• _Dati dell'esercizio_:
********

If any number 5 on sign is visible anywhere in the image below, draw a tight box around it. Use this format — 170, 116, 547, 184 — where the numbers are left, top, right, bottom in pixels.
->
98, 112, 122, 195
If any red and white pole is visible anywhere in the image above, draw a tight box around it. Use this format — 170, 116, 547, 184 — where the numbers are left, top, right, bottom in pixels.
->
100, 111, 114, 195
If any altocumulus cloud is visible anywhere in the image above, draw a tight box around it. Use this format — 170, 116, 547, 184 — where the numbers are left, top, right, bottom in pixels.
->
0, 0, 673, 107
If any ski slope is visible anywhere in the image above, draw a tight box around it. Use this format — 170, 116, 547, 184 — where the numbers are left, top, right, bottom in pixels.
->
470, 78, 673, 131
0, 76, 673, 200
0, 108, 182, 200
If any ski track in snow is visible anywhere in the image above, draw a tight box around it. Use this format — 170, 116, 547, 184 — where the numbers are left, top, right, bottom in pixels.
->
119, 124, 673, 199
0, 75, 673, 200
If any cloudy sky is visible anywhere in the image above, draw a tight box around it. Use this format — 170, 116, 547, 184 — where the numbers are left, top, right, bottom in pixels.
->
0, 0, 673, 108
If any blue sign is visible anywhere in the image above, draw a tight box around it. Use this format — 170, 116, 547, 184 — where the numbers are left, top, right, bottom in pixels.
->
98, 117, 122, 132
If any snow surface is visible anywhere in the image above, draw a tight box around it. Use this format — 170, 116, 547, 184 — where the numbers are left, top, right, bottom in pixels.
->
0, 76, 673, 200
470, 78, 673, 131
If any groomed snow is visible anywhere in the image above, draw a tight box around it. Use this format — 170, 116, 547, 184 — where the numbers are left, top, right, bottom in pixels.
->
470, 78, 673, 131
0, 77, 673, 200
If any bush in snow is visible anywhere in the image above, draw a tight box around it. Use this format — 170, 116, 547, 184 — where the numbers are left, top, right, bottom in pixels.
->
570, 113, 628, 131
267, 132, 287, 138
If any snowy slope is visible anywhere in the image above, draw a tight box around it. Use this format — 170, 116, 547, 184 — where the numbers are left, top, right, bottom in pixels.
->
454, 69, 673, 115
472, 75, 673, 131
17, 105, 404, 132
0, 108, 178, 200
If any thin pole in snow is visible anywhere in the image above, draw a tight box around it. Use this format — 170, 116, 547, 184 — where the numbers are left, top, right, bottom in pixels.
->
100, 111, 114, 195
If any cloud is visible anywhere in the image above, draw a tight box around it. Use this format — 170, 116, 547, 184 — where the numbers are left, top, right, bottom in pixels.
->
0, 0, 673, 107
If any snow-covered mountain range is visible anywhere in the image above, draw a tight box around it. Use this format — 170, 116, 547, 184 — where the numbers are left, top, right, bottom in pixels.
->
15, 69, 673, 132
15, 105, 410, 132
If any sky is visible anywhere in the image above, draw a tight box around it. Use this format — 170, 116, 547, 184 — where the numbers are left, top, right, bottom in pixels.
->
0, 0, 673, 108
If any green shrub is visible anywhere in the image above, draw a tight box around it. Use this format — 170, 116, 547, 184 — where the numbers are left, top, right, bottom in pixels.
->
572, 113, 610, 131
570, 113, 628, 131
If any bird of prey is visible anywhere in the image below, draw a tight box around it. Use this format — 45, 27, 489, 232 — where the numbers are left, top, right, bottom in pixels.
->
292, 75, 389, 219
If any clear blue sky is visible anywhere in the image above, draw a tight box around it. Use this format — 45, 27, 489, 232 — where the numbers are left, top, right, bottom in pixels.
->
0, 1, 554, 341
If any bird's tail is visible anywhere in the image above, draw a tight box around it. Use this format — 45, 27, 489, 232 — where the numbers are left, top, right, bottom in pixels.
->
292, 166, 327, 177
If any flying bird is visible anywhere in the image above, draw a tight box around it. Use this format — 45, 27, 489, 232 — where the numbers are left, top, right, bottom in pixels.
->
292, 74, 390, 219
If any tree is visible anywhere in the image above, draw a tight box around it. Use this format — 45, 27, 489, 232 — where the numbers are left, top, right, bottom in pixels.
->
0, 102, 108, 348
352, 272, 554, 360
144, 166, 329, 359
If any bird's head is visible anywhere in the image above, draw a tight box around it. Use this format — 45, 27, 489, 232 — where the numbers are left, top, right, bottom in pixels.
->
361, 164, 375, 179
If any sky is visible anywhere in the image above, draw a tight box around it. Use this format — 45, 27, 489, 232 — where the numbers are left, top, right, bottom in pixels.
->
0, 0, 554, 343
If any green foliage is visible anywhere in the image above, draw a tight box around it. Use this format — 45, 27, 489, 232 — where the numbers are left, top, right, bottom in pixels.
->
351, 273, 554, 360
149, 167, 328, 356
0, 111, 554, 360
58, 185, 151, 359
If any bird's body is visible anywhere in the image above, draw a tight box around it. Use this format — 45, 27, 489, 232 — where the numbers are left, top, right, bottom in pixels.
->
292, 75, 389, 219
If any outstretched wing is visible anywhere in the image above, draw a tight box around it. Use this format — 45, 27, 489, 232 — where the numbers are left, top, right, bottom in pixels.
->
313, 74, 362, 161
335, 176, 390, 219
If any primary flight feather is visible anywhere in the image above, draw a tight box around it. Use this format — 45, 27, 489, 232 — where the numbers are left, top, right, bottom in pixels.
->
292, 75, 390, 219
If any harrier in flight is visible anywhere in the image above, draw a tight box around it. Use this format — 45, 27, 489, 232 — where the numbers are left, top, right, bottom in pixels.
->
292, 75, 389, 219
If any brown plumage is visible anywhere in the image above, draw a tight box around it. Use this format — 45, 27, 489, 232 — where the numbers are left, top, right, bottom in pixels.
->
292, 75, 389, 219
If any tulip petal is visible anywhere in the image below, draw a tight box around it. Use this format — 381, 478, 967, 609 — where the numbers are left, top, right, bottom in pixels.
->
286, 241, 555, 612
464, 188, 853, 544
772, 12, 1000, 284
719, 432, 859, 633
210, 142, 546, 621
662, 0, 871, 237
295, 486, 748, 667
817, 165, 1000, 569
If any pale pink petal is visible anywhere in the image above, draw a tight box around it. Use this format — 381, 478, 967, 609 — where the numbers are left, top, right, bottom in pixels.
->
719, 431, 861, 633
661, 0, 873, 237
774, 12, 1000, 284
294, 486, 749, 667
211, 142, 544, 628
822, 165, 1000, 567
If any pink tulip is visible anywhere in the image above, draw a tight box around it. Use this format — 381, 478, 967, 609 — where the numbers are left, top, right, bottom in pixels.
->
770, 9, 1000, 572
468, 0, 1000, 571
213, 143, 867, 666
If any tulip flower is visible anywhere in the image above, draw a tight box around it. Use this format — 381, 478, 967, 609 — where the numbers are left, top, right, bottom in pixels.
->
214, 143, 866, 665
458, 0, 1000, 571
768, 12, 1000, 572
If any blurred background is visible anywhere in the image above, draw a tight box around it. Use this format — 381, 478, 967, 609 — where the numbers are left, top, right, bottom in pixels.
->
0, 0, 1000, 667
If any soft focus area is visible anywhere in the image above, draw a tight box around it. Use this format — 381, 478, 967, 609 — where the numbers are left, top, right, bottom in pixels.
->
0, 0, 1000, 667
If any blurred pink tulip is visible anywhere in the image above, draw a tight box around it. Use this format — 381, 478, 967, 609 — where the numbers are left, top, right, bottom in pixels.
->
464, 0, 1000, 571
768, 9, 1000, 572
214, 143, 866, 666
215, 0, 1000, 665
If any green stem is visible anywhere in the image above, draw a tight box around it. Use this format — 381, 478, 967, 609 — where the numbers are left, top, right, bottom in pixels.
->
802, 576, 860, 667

********

• _Compito da svolgere_:
Riscrivi i record qui sopra mettendo "bounding box" al posto di "tight box" e senza cambiare nient'altro.

• _Risultato corretto_:
If any number 5 on sign is visible anywhere in the image below, draw a bounding box around it. Use this format — 170, 116, 547, 184 — where the numbers are left, top, right, bottom in pixels.
->
98, 112, 122, 195
If any red and white pole is visible anywhere in the image above, draw a bounding box around it. Use this format — 170, 116, 547, 184 — where the numbers are left, top, right, bottom in pixels.
->
100, 111, 114, 195
If any altocumulus cloud is visible anywhere in the image above, draw a bounding box around it. Use this format — 170, 116, 547, 184 — where the numbers are left, top, right, bottom in pixels.
->
0, 0, 673, 107
If any ski slope is visible anywhere in the image above, draw a bounding box around it. Use this format — 170, 116, 547, 184 — where the numbers are left, top, right, bottom in pixels.
->
470, 78, 673, 131
0, 76, 673, 200
0, 108, 182, 200
If any ski track in snow is visible anywhere in the image above, draw a bounding box around it. Use this format — 170, 116, 547, 184 — where the numbers are left, top, right, bottom in pixels.
->
119, 124, 673, 199
0, 75, 673, 200
If any cloudy sky is visible anywhere in the image above, draw a bounding box around it. Use this format — 170, 116, 547, 184 — where the numbers are left, top, right, bottom in pixels.
->
0, 0, 673, 108
If any blue sign is visible anywhere in the image above, draw a bounding box around it. Use this format — 170, 116, 547, 184 — where the numbers are left, top, right, bottom in pixels.
->
98, 117, 122, 132
If any snow surface is visible anywhere in the image above, draw a bounding box around it. Use this format — 170, 116, 547, 184 — where the numbers are left, top, right, bottom in pixels.
->
0, 76, 673, 200
470, 78, 673, 131
If any groomed snow is visible anywhere in the image above, draw a bounding box around it. Use this format — 170, 116, 547, 184 — where the numbers are left, top, right, bottom in pixels.
->
470, 78, 673, 131
0, 77, 673, 200
If any bush in snow is visible anywhere in the image above, draw a bounding box around it. Use this format — 170, 116, 547, 184 — where the numbers are left, top, right, bottom in pixels.
->
570, 113, 628, 131
267, 132, 287, 138
If any snowy slope is visible anywhere in the image above, draw a bounding box around it. Use this format — 170, 116, 547, 184 — where the numbers are left, top, right, bottom in pixels.
->
454, 69, 673, 115
472, 75, 673, 131
17, 105, 404, 132
0, 108, 178, 200
If any thin pole in snow is visible anywhere in the image above, draw a bounding box around it. Use this format — 170, 116, 547, 184 — where the numbers are left, top, right, bottom in pixels.
->
100, 111, 114, 195
If any cloud is visible anywhere in the image above, draw a bounding box around it. Use this format — 170, 116, 547, 184 — where the numbers are left, top, right, bottom in pixels.
->
0, 0, 673, 107
If any snow-covered mountain range is visible anywhere in the image above, draw a bounding box around it. Use this format — 170, 116, 547, 184 — where the numbers are left, top, right, bottom in pixels.
->
15, 69, 673, 132
15, 105, 410, 132
If any sky is visible anywhere in the image above, draw a bounding box around it. Use this format — 170, 116, 547, 184 — where the numbers are left, top, right, bottom in pixels.
->
0, 0, 673, 108
If any green shrub is visible anywhere in the image above, draw a bounding box around it. Use this format — 170, 116, 547, 184 — where the numbers are left, top, right, bottom in pixels.
->
572, 113, 610, 131
570, 113, 628, 131
If any bird of prey is visible anywhere in the image below, draw a bounding box around it. Use this format — 45, 27, 489, 232 — where the numbers are left, top, right, bottom in pixels.
->
292, 75, 389, 219
If any clear blue sky is visible anywhere in the image above, draw a bounding box around it. Use this format — 45, 27, 489, 232 — where the numbers are left, top, right, bottom in pixels.
->
0, 1, 554, 341
If any bird's tail is visible anywhere in the image above, draw a bounding box around it. Use this format — 45, 27, 489, 232 — where the numbers are left, top, right, bottom in pixels.
->
292, 166, 327, 177
If any flying bird is visible anywhere in the image above, draw a bounding box around it. Use this format — 45, 27, 489, 232 — where the numbers are left, top, right, bottom in pixels.
->
292, 74, 390, 219
If any tree is visible anywhere in the image above, draw a bounding box around it. Use this format — 45, 27, 489, 232 — where the numbers are left, top, right, bottom in pixels.
->
0, 102, 108, 348
352, 272, 554, 360
144, 166, 329, 359
If any bird's head is visible anywhere in the image above, draw a bounding box around it. Use this format — 45, 27, 489, 232 — where the numbers are left, top, right, bottom in pixels.
->
361, 164, 375, 179
If any sky is visible anywhere in the image above, draw a bounding box around it. Use this format — 45, 27, 489, 232 — where the numbers are left, top, right, bottom in pixels.
->
0, 0, 554, 343
If any green foliage is visible anywhere in the image above, draw a bounding box around it. Use this format — 45, 27, 489, 232 — where the numbers are left, top, right, bottom in pixels.
->
351, 273, 554, 360
149, 167, 328, 356
0, 111, 554, 360
58, 185, 151, 359
If any bird's body is visible anywhere in the image above, draw a bounding box around it. Use this format — 45, 27, 489, 232 — where the numbers are left, top, right, bottom in pixels.
->
292, 75, 389, 219
If any outstretched wing is visible anywhere in the image above, draw a bounding box around it. Use this format — 45, 27, 489, 232 — where the numbers are left, top, right, bottom in pixels.
->
313, 74, 362, 161
335, 176, 390, 219
If any primary flight feather is visible anywhere in the image above, draw a bounding box around it. Use this format — 45, 27, 489, 232 — where the numbers are left, top, right, bottom in pixels.
->
292, 75, 390, 219
If any harrier in flight is visible anywhere in the image above, draw a bounding box around it. Use this format — 45, 27, 489, 232 — where the numbers are left, top, right, bottom in pixels.
->
292, 75, 389, 219
If any brown plumage is visible anywhere in the image above, draw a bounding box around it. Use this format — 45, 27, 489, 232 — where the numbers are left, top, right, bottom in pixels.
->
292, 75, 389, 219
If any tulip petal is visible anywhere in the image below, draw a bounding box around it. Use this format — 381, 478, 967, 609 — where the numbers are left, top, right, bottom in pixels.
->
286, 241, 555, 612
464, 188, 853, 544
772, 12, 1000, 284
719, 432, 859, 633
210, 142, 546, 621
662, 0, 871, 237
295, 486, 748, 667
817, 165, 1000, 569
If any pale pink petal is visible anywhere in the image above, draw a bounding box around it. Use this format — 381, 478, 967, 609 — where the numbers are left, top, right, bottom in pixels.
->
719, 431, 861, 633
661, 0, 873, 237
774, 12, 1000, 284
294, 486, 749, 667
211, 142, 544, 628
822, 165, 1000, 567
If any pink tulip is visible anywhere in the image above, draw a bounding box around it. Use this format — 381, 478, 967, 609 — where the numbers are left, top, right, bottom in pixels.
->
770, 9, 1000, 572
468, 0, 1000, 571
213, 143, 867, 666
If any tulip flower is visible anywhere in the image above, draw a bounding box around it. Use this format — 381, 478, 967, 609 — where the numbers are left, top, right, bottom in pixels.
->
214, 143, 866, 665
458, 0, 1000, 571
768, 12, 1000, 572
If any blurred background is visible anywhere in the image above, draw a bounding box around it. Use this format — 381, 478, 967, 609 — where the numbers are left, top, right, bottom in pixels.
->
0, 0, 1000, 667
If any soft focus area is visible anywhere in the image above, draw a bounding box around it. Use this format — 381, 478, 967, 609 — where the numbers are left, top, right, bottom in pixels.
->
0, 0, 1000, 667
If any blurred pink tulip is visible anywhere in the image above, draw a bounding box around it. Use this format — 381, 478, 967, 609 — where the numbers are left, top, right, bottom in pixels.
->
464, 0, 1000, 571
768, 9, 1000, 572
214, 143, 866, 666
215, 0, 1000, 665
If any green stem is visible anywhere in the image above, draw a bounding box around it. Use this format — 381, 478, 967, 609 — where the numbers are left, top, right, bottom in pixels.
->
802, 576, 860, 667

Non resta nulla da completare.